▶ _INPUT DATA_

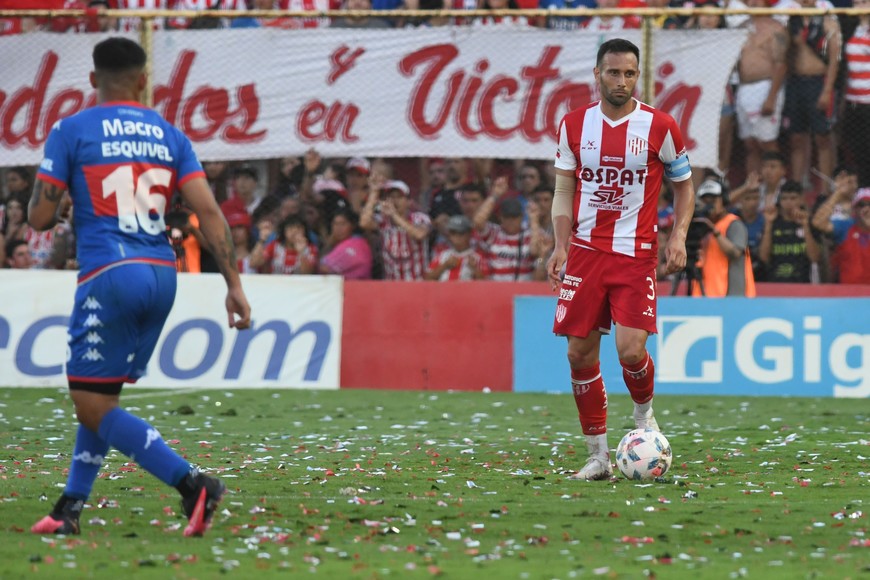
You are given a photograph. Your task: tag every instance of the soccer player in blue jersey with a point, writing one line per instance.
(121, 163)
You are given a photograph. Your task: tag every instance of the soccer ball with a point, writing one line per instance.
(643, 454)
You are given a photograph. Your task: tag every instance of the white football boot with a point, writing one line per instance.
(598, 465)
(644, 417)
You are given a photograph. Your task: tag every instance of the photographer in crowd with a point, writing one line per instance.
(724, 263)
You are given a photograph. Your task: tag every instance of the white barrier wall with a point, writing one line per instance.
(294, 341)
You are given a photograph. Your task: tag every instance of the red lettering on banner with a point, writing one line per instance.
(31, 105)
(30, 101)
(679, 101)
(341, 62)
(478, 99)
(317, 122)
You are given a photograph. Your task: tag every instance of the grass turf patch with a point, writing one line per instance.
(375, 484)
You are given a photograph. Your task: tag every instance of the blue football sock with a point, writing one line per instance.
(88, 455)
(142, 443)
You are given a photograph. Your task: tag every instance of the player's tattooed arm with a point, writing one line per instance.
(45, 208)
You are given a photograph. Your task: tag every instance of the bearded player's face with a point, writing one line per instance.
(617, 77)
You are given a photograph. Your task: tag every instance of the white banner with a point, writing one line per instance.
(264, 93)
(294, 341)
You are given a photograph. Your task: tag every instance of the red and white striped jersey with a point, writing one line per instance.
(508, 256)
(404, 257)
(858, 66)
(619, 167)
(469, 260)
(283, 260)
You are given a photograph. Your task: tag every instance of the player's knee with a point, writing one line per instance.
(92, 407)
(581, 359)
(632, 354)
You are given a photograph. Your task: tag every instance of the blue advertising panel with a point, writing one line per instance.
(815, 347)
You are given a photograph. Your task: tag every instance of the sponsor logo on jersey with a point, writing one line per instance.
(637, 145)
(579, 388)
(613, 176)
(561, 311)
(93, 355)
(572, 280)
(151, 436)
(92, 321)
(609, 199)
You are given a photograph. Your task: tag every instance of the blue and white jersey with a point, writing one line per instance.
(121, 163)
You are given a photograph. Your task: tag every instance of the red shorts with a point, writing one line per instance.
(599, 287)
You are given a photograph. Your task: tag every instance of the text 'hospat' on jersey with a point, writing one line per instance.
(121, 163)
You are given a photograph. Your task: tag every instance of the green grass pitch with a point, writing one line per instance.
(383, 484)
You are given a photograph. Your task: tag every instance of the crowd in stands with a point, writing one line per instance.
(458, 219)
(794, 129)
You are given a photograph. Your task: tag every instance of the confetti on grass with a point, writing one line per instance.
(377, 484)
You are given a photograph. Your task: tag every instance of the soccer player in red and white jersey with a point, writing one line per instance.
(404, 233)
(611, 159)
(856, 110)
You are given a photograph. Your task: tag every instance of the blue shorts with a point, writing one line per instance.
(116, 321)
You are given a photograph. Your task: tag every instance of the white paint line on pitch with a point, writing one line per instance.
(166, 393)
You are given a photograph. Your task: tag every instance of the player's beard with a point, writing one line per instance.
(616, 100)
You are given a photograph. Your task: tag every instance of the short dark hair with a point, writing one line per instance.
(616, 45)
(791, 187)
(118, 54)
(291, 220)
(847, 169)
(22, 172)
(773, 156)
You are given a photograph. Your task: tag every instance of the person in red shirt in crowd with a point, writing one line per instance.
(507, 246)
(128, 24)
(851, 259)
(290, 252)
(404, 234)
(349, 252)
(239, 221)
(460, 261)
(18, 255)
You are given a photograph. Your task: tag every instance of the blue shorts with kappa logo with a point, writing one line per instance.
(116, 321)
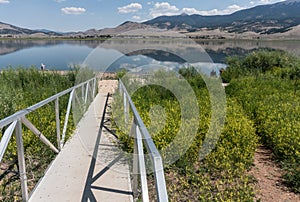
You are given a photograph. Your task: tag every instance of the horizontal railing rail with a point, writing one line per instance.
(141, 135)
(15, 121)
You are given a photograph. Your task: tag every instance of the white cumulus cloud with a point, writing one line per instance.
(163, 8)
(131, 8)
(136, 17)
(4, 1)
(73, 10)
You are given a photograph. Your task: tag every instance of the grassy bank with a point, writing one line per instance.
(262, 108)
(21, 88)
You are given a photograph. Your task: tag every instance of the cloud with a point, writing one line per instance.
(73, 10)
(163, 8)
(4, 1)
(131, 8)
(136, 17)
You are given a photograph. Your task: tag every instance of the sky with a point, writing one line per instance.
(81, 15)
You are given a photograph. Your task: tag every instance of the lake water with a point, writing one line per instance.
(131, 54)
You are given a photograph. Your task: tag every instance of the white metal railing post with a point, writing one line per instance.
(142, 165)
(66, 119)
(57, 120)
(86, 92)
(142, 136)
(21, 161)
(135, 166)
(82, 93)
(6, 138)
(126, 108)
(94, 87)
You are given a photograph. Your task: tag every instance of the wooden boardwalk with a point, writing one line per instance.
(89, 167)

▶ _EXERCISE DIRECTIONS_
The output is the records exactly as they read, with no pictures in it.

▶ _TASK OUTPUT_
You are given a photograph. Your task: tag every instance of the soccer player in blue jersey with a point, writing one line per instance.
(121, 163)
You are given a photograph. Your task: tag every instance of the soccer ball with a point, writing one line per instance.
(643, 454)
You are given a photograph. Your task: tag every instance of the white football boot with a point, writing one line per instance.
(598, 465)
(644, 417)
You are given a photograph. Your task: tag every instance of the photographer in crowd with a point, writing one line per instance.
(724, 263)
You are given a photograph. Your task: tag every instance of the white barrier wall with a point, writing one line per instance.
(294, 341)
You are given a photograph. Your task: tag every instance of the red lettering on banner with a point, writing one line per instance.
(31, 105)
(30, 101)
(679, 101)
(341, 62)
(478, 99)
(317, 122)
You are given a photograph. Your task: tag every instance of the grass turf patch with a point, writing one line per instance.
(375, 484)
You are given a photograph. Your task: tag every instance of the blue football sock with a point, writing one line per instance.
(88, 455)
(142, 443)
You are given a photograph. Your task: tag every instance of the player's tattooed arm with a point, writing one line per instance.
(45, 208)
You are given a photograph. Your task: tag every instance of the bearded player's face with a point, writing one line per instance.
(617, 77)
You are given a photograph. Your task: tag every instance of the white banner with a point, writing one line per instance.
(264, 93)
(294, 341)
You are given a photograph. Your task: tag every instance of the red and white striped jersey with a point, writing one line per instance.
(508, 256)
(404, 257)
(858, 66)
(619, 167)
(469, 260)
(283, 260)
You are given a photograph. Your task: tag every instance of the player's knee with a point, writing one line per instance.
(92, 407)
(581, 359)
(632, 354)
You are given a photograph. Your task: tag every instance of the blue advertising panel with a point, writing one line per instance.
(815, 347)
You are given a photograph. Your task: tag every instance of the sponsor logo on jersey with a point, writing one line per instance.
(637, 145)
(579, 388)
(613, 176)
(561, 311)
(93, 355)
(572, 280)
(151, 436)
(92, 321)
(609, 199)
You are given a photograph. Your task: tag every instance of the blue and white jersey with a point, writing one line per instance.
(121, 163)
You are given a photograph. Your task: tag every instance of the red shorts with a point, writing one line per instance.
(599, 287)
You are given a photograph. Your task: tag every instance of the text 'hospat' on jersey with a point, writing one line per instance.
(121, 163)
You are given a photograph. Your task: tag every instance of the green grass pitch with a point, writing one line per instance.
(383, 484)
You are given a photograph. Your task: tag every instance of the crowd in stands with a point, writing one line per instance.
(458, 219)
(794, 129)
You are given a photograph. Your task: tag every instance of the confetti on grass with a point, writing one line per instance.
(377, 484)
You are given a photograph. Your task: tag every instance of the soccer player in red and white jersey with a point, writing one line per instance.
(404, 233)
(611, 159)
(856, 110)
You are given a photograph. Your task: tag every instance of the blue shorts with a point, writing one line per instance.
(116, 321)
You are given a photograph. Your task: tag every instance of the white paint line on pitch with a point, writing one line per instance.
(166, 393)
You are given a photograph. Your task: tag every instance of the player's beard with a point, writing one line per instance.
(616, 100)
You are given a photograph. Your task: tag every instance of the short dark hair with a point, writing one line per instance.
(616, 45)
(791, 187)
(118, 54)
(291, 220)
(847, 169)
(22, 172)
(773, 156)
You are given a photograph. Your task: tag every instance of the person in red shirt in crowd with a point, writing one line per instance.
(507, 246)
(128, 24)
(851, 259)
(290, 252)
(404, 234)
(349, 252)
(239, 221)
(460, 261)
(18, 255)
You are given a photograph. Your task: tag every instance of the blue shorts with kappa logo with a point, writing one line per instance.
(116, 321)
You are given a photograph. Your task: tag every instance of the horizontal railing rail with a point, writing one line per instance.
(141, 135)
(15, 121)
You are given a photograph. Your task: tag every instance of the white cumulus cloud with a point, writing one line per instance.
(163, 8)
(131, 8)
(136, 17)
(4, 1)
(73, 10)
You are given a photograph. Your task: tag every instance of the grassy bank with a point, writing one line per instance.
(262, 108)
(21, 88)
You are given a photograph. Your task: tag every instance of the cloud with a point, writing one line per instance.
(73, 10)
(163, 8)
(4, 1)
(131, 8)
(136, 17)
You are given a photograph. Your task: tag every instance of the sky with a point, writing one line per instance.
(81, 15)
You are given a photograph. Your task: tag every instance of the lake water with a point, writing one line per instance.
(131, 54)
You are given a photograph. Your task: tag every instance of the white metal railing post with a point, writing one line per instance.
(142, 165)
(66, 119)
(57, 120)
(86, 92)
(142, 136)
(21, 161)
(135, 166)
(82, 93)
(6, 138)
(126, 108)
(94, 87)
You are given a photograph. Your task: tag every instance of the wooden boardwalk with a point, writing one line per instance.
(89, 167)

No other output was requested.